**Lista de tareas**
A. Según el fragmento, ¿en qué se ha convertido el supermercado para la mayoría de los españoles?
B. Explica, por favor, qué quiere decir el fragmento cuando afirma que algunas personas analizan los precios de forma "dinámica".

**Fragmento citado**
El parqué
Álvaro Romero
Descensos moderados
el poliedro
El supermercado se ha convertido para la mayoría de los españoles en un lugar desagradable e inquietante. Parecen lejanos los tiempos en los que ir a aprovisionarse de productos para el hogar era una tarea obligada, pero no estresante, puede que entretenida y hasta relajante, una evasión de andar por casa, cotidiana o semanal. Siempre ha habido almas ecónomas, no necesariamente tacañas; personas que entre los lineales despliegan tácticas de una estrategia de control de costes de corte casi científico, ríete tú del taylorismo y de la “mejora continua” de la escuela japonesa de Calidad: gente que analiza los precios de las latas de atún, la leche o el jabón de lavadora de forma estática e in situ, pero también dinámica, o sea, con previa indagación en casa frente al ordenador, cotejo de ofertas y promociones, solvencia brutal en la consideración de las fechas de caducidad y de los orígenes planetarios de las mercaderías, comparación entre distintas cadenas de distribución –el litro de oliva virgen extra siempre ha sido totémico y catalizador, no sólo ahora–, recuerdo preciso de la evolución histórica del montante en euros del ajo o el rollo de papel, urbanitas de espíritu agropecuario y estacional que durante el invierno reniegan del tomate natural y en verano de la mandarina, versadísimos en cuál es el momento preciso –y asequible– de deleitarse con un cuarto de picotas o nísperos (ese manjar efímero y de misteriosa rentabilidad).

**Registros de datos**
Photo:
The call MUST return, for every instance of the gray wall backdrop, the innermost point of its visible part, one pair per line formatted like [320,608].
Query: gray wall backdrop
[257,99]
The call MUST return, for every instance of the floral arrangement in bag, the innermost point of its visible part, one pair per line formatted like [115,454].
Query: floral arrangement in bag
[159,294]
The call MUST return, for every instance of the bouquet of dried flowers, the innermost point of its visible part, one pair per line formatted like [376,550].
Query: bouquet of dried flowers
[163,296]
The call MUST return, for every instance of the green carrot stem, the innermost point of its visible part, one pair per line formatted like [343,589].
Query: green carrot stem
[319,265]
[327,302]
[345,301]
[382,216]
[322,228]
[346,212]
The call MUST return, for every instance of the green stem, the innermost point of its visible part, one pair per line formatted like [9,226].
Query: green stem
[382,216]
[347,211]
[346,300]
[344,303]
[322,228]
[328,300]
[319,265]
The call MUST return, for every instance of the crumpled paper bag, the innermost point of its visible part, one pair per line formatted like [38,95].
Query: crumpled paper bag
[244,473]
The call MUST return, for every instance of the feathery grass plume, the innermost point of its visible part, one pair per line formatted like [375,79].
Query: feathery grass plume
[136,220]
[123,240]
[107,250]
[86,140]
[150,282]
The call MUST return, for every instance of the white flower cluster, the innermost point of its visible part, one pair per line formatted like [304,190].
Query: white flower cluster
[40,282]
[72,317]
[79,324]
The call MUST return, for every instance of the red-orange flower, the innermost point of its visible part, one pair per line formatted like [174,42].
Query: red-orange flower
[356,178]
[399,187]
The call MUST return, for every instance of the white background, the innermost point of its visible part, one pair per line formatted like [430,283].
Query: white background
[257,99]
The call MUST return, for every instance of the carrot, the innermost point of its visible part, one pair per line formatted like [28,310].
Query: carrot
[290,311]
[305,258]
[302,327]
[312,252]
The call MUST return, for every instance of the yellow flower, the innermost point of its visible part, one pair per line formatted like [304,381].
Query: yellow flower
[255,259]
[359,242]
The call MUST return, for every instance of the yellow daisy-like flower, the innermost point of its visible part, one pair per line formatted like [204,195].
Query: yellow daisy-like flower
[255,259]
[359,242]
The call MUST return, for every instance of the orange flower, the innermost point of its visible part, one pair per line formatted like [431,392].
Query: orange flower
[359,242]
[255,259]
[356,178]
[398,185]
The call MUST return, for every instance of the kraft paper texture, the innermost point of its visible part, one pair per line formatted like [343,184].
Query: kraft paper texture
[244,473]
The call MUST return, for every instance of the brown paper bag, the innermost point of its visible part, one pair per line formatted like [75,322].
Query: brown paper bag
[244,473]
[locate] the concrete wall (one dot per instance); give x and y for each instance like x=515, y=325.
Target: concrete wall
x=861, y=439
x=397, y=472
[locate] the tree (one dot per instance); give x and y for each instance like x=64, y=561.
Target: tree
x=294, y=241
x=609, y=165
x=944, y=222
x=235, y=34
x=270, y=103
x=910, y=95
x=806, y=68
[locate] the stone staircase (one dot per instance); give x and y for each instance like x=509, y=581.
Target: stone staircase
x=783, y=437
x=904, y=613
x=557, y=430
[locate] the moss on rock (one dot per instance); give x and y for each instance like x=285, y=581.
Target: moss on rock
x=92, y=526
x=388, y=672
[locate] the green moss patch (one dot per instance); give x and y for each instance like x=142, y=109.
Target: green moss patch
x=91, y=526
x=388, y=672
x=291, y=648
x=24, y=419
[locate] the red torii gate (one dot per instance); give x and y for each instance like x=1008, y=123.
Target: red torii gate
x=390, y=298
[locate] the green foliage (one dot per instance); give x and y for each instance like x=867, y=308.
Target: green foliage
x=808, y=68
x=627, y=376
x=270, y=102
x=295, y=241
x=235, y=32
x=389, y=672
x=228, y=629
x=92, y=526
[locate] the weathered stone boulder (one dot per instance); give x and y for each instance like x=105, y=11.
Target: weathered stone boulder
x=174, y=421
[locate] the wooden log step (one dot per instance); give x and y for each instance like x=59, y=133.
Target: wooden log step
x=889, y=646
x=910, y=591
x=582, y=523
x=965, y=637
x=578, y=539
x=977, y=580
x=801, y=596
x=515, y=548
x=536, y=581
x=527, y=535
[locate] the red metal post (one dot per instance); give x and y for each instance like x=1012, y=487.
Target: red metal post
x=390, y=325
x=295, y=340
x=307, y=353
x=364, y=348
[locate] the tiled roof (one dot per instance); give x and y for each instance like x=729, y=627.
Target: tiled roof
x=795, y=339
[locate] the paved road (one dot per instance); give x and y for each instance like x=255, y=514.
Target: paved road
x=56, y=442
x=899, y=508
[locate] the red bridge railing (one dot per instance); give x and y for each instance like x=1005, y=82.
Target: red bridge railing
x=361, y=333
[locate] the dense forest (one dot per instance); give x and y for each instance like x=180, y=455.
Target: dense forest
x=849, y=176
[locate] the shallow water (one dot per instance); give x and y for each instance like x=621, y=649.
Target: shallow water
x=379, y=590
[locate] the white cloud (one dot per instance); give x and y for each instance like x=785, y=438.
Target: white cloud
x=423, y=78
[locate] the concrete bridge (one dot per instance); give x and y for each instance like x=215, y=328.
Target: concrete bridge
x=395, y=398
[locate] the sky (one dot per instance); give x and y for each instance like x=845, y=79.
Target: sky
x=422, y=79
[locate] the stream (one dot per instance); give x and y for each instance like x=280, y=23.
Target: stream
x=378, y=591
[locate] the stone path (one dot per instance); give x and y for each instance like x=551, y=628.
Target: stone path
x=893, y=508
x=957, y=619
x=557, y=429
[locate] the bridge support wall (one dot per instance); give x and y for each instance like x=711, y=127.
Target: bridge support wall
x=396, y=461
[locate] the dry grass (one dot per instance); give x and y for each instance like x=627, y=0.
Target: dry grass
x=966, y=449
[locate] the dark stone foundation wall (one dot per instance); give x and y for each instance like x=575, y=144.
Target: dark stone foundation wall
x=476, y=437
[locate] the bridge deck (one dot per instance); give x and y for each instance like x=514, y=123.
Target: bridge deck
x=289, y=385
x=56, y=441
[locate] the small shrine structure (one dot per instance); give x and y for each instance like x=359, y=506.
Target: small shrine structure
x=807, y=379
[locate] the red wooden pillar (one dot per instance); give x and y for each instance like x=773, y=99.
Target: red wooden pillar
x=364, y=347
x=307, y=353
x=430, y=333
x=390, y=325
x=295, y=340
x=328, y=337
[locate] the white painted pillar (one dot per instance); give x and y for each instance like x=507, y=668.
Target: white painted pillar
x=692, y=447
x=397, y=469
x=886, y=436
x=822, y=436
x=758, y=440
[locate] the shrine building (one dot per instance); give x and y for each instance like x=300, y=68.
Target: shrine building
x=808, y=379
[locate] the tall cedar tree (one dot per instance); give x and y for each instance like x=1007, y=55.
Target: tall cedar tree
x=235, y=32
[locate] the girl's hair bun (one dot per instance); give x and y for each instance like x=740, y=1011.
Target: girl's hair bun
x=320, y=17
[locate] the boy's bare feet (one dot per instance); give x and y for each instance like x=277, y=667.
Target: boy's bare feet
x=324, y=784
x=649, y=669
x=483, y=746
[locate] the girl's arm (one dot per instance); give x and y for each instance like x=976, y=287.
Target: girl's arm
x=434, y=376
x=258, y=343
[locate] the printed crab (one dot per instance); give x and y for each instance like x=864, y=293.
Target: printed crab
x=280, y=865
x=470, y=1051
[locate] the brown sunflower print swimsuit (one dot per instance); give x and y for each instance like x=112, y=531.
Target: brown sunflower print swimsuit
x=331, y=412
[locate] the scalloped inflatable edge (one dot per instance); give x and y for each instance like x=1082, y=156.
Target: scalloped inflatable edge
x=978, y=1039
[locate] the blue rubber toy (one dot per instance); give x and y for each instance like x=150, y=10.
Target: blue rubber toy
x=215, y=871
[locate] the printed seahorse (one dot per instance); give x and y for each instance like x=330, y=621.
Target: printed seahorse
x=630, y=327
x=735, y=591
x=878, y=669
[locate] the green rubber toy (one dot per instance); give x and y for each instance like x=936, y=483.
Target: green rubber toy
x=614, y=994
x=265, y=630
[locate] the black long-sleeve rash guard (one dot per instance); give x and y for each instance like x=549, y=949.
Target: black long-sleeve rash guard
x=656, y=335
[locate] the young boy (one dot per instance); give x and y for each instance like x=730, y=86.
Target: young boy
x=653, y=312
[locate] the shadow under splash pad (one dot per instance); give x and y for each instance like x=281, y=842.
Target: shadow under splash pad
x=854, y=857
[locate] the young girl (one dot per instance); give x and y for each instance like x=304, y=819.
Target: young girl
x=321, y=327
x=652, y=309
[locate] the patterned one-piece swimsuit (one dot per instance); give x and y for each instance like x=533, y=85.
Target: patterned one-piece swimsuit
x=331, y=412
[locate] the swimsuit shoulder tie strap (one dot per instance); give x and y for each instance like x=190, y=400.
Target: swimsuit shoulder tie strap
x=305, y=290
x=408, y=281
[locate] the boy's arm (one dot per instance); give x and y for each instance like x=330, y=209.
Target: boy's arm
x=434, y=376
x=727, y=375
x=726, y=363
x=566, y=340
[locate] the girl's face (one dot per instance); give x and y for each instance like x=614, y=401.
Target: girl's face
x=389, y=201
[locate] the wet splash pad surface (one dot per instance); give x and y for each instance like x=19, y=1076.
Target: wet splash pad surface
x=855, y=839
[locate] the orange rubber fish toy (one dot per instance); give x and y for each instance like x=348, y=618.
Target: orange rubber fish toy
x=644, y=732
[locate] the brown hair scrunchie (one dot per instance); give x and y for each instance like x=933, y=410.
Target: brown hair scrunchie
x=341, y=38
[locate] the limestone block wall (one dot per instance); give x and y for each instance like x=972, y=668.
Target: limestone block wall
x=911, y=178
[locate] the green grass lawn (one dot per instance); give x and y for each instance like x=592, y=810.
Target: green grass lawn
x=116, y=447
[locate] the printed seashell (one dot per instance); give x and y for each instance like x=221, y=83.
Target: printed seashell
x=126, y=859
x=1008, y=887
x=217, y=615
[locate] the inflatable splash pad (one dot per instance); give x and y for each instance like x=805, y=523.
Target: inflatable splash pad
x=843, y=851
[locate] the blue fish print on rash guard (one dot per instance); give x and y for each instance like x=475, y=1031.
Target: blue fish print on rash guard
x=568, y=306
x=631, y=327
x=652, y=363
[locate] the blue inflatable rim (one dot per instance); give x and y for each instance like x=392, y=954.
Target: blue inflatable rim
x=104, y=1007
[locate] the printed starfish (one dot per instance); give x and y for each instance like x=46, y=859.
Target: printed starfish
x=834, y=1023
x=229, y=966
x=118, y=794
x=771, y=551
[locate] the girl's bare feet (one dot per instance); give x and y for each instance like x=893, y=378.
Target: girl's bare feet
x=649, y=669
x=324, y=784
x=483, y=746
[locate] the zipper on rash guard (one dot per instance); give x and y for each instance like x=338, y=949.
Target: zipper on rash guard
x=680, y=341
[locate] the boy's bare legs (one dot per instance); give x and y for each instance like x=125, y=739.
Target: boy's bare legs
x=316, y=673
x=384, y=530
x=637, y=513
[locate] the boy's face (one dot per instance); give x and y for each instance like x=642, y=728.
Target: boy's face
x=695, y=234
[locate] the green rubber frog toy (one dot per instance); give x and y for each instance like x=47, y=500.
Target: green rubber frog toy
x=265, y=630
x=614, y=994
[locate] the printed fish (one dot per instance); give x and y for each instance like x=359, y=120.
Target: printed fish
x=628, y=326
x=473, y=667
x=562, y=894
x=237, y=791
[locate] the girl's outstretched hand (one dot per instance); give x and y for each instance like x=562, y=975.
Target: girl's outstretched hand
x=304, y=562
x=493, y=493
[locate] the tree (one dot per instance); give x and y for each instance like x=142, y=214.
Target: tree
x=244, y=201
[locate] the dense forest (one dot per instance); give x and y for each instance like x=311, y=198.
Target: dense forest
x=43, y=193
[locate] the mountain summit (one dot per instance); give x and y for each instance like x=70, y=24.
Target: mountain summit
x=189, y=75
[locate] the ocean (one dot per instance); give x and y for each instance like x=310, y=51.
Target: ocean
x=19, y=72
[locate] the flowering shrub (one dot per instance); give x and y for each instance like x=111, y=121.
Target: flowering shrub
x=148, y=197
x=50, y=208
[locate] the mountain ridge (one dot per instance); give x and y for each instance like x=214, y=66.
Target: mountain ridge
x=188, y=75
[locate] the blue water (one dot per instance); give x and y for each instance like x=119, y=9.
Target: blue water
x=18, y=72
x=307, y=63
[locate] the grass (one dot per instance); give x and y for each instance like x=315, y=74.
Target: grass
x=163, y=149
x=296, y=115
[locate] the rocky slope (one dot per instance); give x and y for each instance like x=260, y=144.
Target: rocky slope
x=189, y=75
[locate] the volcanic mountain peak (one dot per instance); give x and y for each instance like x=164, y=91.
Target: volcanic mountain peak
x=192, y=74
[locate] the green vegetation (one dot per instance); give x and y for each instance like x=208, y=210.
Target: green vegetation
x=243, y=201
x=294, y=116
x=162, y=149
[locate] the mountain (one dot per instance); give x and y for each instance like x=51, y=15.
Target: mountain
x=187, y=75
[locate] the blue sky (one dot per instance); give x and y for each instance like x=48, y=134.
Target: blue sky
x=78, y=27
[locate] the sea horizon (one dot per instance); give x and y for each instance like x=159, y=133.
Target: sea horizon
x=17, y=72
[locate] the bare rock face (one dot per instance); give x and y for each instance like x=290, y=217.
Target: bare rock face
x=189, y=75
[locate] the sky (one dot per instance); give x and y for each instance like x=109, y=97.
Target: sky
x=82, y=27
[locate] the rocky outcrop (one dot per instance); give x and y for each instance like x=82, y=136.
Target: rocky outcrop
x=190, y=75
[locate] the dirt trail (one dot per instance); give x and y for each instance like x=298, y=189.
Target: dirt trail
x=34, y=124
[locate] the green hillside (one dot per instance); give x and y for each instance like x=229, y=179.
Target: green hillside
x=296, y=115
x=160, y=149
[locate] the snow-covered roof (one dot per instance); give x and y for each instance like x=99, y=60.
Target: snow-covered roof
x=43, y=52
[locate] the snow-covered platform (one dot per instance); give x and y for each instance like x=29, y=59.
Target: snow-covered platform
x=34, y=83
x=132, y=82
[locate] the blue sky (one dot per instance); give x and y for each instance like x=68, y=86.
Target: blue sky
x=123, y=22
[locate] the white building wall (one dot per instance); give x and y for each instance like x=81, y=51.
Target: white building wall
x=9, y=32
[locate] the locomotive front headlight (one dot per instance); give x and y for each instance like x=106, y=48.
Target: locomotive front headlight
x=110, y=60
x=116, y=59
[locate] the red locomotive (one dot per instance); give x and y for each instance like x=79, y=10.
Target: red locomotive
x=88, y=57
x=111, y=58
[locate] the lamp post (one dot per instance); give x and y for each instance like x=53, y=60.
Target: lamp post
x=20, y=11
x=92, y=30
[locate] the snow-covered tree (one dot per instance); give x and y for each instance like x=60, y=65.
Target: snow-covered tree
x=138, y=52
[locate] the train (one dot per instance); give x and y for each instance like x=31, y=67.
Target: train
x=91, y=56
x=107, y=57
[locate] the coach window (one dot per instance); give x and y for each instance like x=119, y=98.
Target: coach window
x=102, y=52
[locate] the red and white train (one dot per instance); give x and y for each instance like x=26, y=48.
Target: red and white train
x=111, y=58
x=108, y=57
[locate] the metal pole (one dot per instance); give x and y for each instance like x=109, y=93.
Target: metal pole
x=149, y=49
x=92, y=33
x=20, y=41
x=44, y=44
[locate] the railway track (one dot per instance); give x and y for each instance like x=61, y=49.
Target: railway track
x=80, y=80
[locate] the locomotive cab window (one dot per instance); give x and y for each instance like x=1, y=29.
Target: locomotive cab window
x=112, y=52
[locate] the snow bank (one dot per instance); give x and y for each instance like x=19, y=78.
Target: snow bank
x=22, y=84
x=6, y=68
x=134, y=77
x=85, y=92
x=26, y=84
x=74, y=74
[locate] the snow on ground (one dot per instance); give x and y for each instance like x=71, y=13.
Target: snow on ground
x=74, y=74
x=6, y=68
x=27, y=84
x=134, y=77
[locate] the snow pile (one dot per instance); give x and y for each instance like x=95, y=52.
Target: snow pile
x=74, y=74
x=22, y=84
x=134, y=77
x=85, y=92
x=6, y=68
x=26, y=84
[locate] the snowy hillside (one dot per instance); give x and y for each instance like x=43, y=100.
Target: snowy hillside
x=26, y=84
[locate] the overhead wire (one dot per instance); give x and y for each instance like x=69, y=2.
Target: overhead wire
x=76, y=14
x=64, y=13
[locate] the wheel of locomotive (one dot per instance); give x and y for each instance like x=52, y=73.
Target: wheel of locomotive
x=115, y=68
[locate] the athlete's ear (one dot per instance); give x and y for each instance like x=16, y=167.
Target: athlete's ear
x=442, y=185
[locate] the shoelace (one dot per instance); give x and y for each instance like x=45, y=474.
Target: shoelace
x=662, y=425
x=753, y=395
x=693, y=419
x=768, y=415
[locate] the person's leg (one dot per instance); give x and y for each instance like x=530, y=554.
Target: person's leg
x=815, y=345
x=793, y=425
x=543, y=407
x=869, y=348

**Respuestas en orden**
A. En un lugar desagradable e inquietante.

B. Además de comparar en la tienda, estas personas investigan antes en casa frente al ordenador. Cotejan ofertas y promociones, comparan distintas cadenas de distribución y recuerdan cómo ha evolucionado el precio de productos como el ajo o el rollo de papel.